** PASSAGE SHOWN follows **

In the world of fast food, the wheels of change turn slowly; that’s why it has taken the industry nearly two years to catch up to the Popeyes chicken sandwich with a parade of new contenders. Nevertheless, America’s chain restaurants are slowly but surely preparing for the future, one in which we will be expected to order via mobile app and avoid leaving our cars as much as possible—but hey, the food has never been better.
What would the ideal fast food landscape of 2022 look like to you? We took some time to ponder that question, thinking about the menu items, promotions, upgrades, and other changes we’d like to see in the coming year. If consumers are the ones driving change, as the executives like to say, then let’s tell the industry exactly where to go from here.
More soda options
The soda industry can’t stop (and won’t stop) innovating. This year alone, we’ve seen Flamin’ Hot MTN DEW, Peeps-flavored Pepsi, Chocolate Dr Pepper, and that’s barely the tip of the specialty soda iceberg. And if you’ve ever had the good fortune to grab a self-serve soda from a Coca-Cola Freestyle machine, you, too, are undoubtedly disappointed whenever you’re confronted with an “old school” soda fountain with limited pop possibilities. We’ve entered a whole new world of beverage options, and it’s about time the fast food biz caught up.
The return of Taco Bell’s 7-Layer Burrito
Much fuss was made when Taco Bell axed the Mexican Pizza from its menu, while the 7-Layer Burrito was unceremoniously axed with barely a whimper. To the majority meat-eating masses, the 7-Layer Burrito was of little consequence, but to America’s vegetarians, the 7-Layer Burrito was a dietary stalwart, one of the few reliable meat-free menu items across the entire fast food landscape.
Adding insult to injury: Taco Bell has every single one of the burrito’s seven glorious layers in stock for other menu items, so it stands to reason that The Bell should be able to wrap up rice, beans, lettuce, tomatoes, sour cream, guacamole, and cheese in a flour tortilla at any given time. It hasn’t done so since July 2020. Hopefully that changes in 2022.

** End of PASSAGE SHOWN **
** DATASET EXTRACT follows **

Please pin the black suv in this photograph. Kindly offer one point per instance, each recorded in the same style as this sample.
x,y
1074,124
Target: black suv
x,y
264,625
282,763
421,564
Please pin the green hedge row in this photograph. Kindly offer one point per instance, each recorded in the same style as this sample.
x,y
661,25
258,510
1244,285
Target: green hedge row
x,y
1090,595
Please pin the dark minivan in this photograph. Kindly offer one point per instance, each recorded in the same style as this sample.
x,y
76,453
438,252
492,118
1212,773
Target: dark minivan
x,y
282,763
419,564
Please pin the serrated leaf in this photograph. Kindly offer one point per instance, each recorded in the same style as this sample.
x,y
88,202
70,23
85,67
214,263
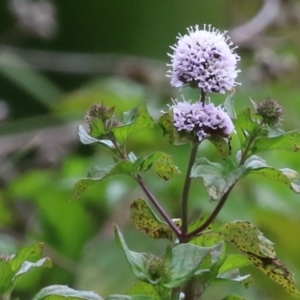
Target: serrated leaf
x,y
6,277
217,177
233,275
132,121
247,238
145,289
251,242
222,145
24,254
100,173
27,266
148,222
234,261
287,141
234,297
245,126
161,163
59,292
138,261
86,139
166,123
229,105
186,260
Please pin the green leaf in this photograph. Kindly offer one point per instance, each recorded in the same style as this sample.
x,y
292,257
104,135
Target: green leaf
x,y
138,261
166,123
234,275
58,292
27,266
245,126
234,297
186,259
288,177
234,261
6,277
252,243
24,254
132,121
218,178
288,141
161,163
229,105
86,139
100,173
222,145
148,222
145,289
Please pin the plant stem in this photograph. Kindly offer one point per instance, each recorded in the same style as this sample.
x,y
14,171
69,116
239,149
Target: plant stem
x,y
202,99
211,218
157,205
185,193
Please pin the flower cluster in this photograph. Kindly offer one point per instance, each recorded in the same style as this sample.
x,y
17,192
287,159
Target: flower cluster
x,y
204,59
202,119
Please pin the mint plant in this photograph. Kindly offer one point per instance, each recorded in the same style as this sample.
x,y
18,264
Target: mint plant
x,y
197,254
204,60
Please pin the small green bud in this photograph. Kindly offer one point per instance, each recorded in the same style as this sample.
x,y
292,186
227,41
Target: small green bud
x,y
99,111
156,267
270,111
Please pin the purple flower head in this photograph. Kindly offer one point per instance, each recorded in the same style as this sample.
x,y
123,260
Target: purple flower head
x,y
204,59
204,120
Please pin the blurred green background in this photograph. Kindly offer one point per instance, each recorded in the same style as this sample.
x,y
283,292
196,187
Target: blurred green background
x,y
57,58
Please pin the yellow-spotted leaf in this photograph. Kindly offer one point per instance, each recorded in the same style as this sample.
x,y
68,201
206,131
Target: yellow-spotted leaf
x,y
252,243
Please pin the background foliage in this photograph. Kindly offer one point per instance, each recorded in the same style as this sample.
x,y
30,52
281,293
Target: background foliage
x,y
115,52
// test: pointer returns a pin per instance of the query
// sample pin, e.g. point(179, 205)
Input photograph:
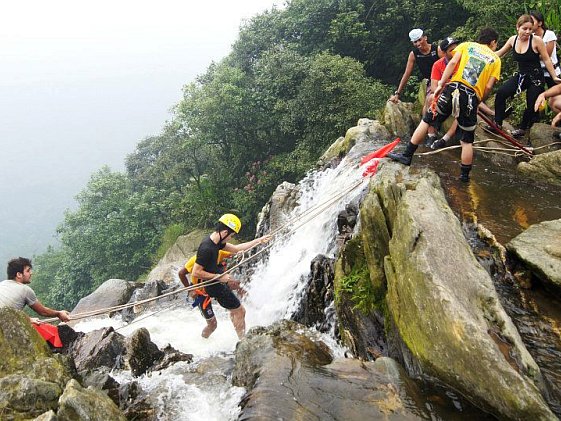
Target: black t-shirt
point(425, 61)
point(207, 255)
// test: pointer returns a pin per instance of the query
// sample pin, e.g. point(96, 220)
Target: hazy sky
point(81, 83)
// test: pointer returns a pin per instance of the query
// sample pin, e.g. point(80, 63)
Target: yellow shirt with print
point(477, 65)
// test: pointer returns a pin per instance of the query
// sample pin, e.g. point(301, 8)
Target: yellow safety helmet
point(231, 221)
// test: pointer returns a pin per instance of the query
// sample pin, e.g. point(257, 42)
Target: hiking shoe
point(518, 133)
point(493, 129)
point(429, 140)
point(438, 144)
point(399, 157)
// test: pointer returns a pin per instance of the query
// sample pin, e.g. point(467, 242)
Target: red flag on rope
point(376, 156)
point(49, 333)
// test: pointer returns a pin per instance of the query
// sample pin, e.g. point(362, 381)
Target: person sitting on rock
point(478, 67)
point(16, 293)
point(207, 268)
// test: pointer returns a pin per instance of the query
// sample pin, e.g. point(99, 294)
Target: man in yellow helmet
point(206, 267)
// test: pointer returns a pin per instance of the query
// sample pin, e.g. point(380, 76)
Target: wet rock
point(31, 377)
point(274, 214)
point(111, 293)
point(542, 136)
point(101, 380)
point(318, 295)
point(347, 218)
point(450, 318)
point(290, 376)
point(361, 321)
point(539, 249)
point(400, 119)
point(135, 403)
point(77, 403)
point(168, 266)
point(99, 348)
point(364, 132)
point(170, 357)
point(545, 167)
point(47, 416)
point(141, 352)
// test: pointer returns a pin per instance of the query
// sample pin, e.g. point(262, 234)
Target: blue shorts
point(224, 295)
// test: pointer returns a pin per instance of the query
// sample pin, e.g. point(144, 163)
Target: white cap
point(415, 34)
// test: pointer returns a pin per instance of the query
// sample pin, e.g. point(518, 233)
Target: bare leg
point(431, 130)
point(555, 104)
point(420, 133)
point(467, 153)
point(209, 328)
point(238, 320)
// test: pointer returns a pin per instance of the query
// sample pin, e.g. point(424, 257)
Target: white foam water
point(272, 294)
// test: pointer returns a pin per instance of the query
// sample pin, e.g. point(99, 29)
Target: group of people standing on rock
point(464, 75)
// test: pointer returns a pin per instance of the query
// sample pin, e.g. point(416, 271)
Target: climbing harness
point(505, 135)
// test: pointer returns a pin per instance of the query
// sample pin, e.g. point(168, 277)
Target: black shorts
point(224, 295)
point(467, 118)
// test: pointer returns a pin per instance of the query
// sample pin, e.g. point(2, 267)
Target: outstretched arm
point(49, 312)
point(546, 59)
point(236, 248)
point(506, 48)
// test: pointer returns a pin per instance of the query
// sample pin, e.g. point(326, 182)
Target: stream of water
point(500, 200)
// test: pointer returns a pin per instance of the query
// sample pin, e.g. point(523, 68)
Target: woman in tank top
point(527, 51)
point(550, 40)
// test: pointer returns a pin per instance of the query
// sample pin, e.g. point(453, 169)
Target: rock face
point(443, 303)
point(364, 130)
point(542, 136)
point(290, 376)
point(77, 403)
point(546, 167)
point(36, 383)
point(31, 378)
point(273, 215)
point(539, 248)
point(111, 293)
point(400, 119)
point(168, 266)
point(316, 305)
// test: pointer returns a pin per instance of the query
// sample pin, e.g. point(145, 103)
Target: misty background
point(82, 83)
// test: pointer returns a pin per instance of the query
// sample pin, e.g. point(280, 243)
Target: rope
point(299, 220)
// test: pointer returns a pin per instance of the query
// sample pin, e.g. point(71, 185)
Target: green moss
point(354, 280)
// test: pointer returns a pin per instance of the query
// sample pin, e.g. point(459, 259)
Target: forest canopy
point(297, 77)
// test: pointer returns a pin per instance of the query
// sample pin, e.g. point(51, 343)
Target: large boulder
point(99, 348)
point(290, 375)
point(401, 119)
point(77, 403)
point(31, 377)
point(545, 167)
point(443, 303)
point(544, 138)
point(184, 247)
point(274, 214)
point(113, 292)
point(366, 130)
point(539, 248)
point(142, 353)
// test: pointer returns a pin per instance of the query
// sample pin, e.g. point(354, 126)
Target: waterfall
point(272, 294)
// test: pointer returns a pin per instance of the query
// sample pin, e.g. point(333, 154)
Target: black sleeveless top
point(527, 61)
point(425, 61)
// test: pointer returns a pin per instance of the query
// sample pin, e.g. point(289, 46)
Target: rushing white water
point(271, 295)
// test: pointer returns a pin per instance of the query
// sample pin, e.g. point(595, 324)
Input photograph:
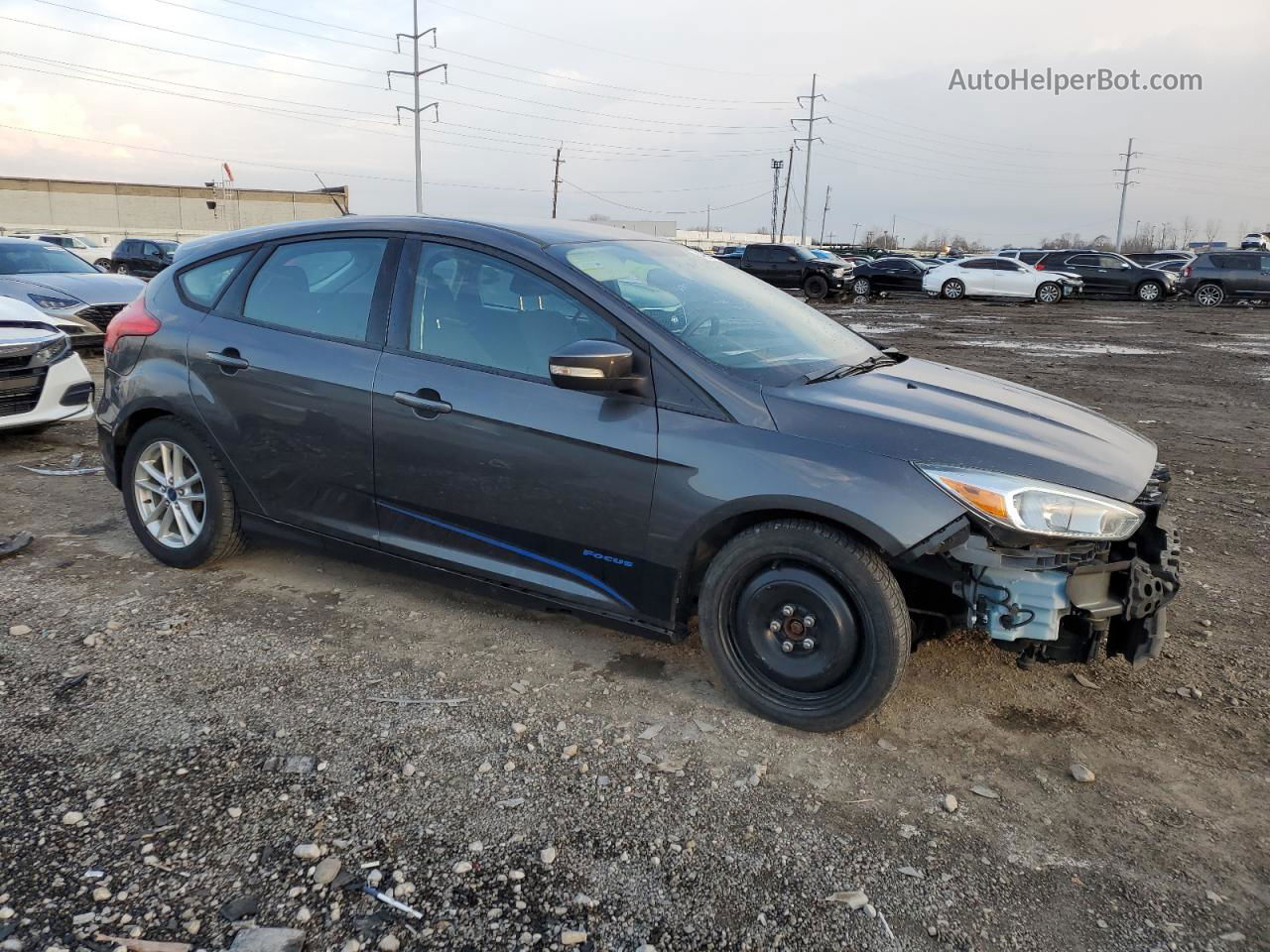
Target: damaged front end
point(1055, 599)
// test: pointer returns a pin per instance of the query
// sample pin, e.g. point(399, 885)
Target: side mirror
point(593, 365)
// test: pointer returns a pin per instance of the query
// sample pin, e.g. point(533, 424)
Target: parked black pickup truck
point(792, 267)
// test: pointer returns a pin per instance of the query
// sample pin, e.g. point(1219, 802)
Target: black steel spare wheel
point(806, 624)
point(794, 630)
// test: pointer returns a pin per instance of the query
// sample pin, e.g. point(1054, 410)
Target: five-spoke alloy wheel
point(178, 498)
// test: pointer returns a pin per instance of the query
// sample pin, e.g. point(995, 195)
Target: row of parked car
point(144, 258)
point(1047, 276)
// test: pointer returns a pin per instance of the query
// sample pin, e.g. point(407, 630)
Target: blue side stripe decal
point(576, 572)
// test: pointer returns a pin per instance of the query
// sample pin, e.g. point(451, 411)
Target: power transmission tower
point(1124, 188)
point(556, 182)
point(778, 164)
point(789, 172)
point(826, 212)
point(812, 118)
point(417, 109)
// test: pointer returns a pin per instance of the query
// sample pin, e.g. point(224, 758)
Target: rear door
point(481, 463)
point(282, 373)
point(1012, 278)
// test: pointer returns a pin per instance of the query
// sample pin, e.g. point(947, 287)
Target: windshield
point(725, 315)
point(41, 258)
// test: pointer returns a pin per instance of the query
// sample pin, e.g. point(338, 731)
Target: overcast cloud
point(662, 108)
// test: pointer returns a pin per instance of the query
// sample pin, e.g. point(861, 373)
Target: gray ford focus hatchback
point(634, 431)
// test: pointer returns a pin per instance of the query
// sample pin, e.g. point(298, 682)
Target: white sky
point(707, 91)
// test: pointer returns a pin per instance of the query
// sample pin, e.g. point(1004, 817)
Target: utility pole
point(778, 164)
point(826, 212)
point(556, 182)
point(1124, 188)
point(789, 172)
point(418, 109)
point(810, 139)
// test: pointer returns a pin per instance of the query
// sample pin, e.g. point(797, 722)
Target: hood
point(924, 412)
point(93, 289)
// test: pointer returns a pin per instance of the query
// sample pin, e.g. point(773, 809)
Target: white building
point(109, 211)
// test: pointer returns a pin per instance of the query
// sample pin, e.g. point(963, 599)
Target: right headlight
point(53, 352)
point(1035, 507)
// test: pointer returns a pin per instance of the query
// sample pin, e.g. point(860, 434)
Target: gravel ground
point(187, 753)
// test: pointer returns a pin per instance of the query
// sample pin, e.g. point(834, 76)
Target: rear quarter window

** End of DATASET EXTRACT **

#### [ASSIGNED TASK 1]
In the fast food article, which group of diners relied on the 7-Layer Burrito as a dietary stalwart?
#### [ASSIGNED TASK 2]
According to the fast food article, why should Taco Bell be able to make the 7-Layer Burrito at any given time? Answer in one to three sentences.
#### [ASSIGNED TASK 3]
Extend the fast food article from the end of its last paragraph.
The records stand apart from the fast food article and are not connected to it.

#### [RESPONSE AREA 1]
America's vegetarians.

#### [RESPONSE AREA 2]
Taco Bell already has every one of the burrito's seven layers in stock for other menu items. It could therefore wrap rice, beans, lettuce, tomatoes, sour cream, guacamole, and cheese in a flour tortilla whenever it chose.

#### [RESPONSE AREA 3]
Fewer chicken sandwiches, please
It’s likely the glory days of the fried chicken sandwich are now over. New sandwich releases appear to have calmed down quite a bit since earlier this year, and the fast food chains who did debut chicken sandwiches seem to have begun quieting down about them. Hopefully, this means we can catch our collective breath. Because, wow, that was a lot of chicken sandwiches dunked into deep fryers. Hey, 2022, maybe you can give those poor chickens a break?
More fish sandwiches, please
Hear us out: What if we channeled that chicken sandwich energy into the fish sandwich market? We’re already facing a white meat shortage; what if we gave our fowl friends a break and enjoyed the chicken sandwich of the sea? If fast food operations put half as much energy into fish sandwiches as they’ve recently put into chicken sandwiches, we could normalize enjoying delicious breaded cod long past Lent.
Will we ever get better desserts?
Fast food desserts exist in a woefully neglected category. But there really aren’t any specific chains that come to mind when we say, “Is there anything worth getting after that burger?” (The Wendy’s Frosty doesn’t count; that’s a side to pair with your fries, not dessert.) Can we finally get a dessert that’s destination-worthy? Something we visit a chain for that isn’t a whole meal, perhaps?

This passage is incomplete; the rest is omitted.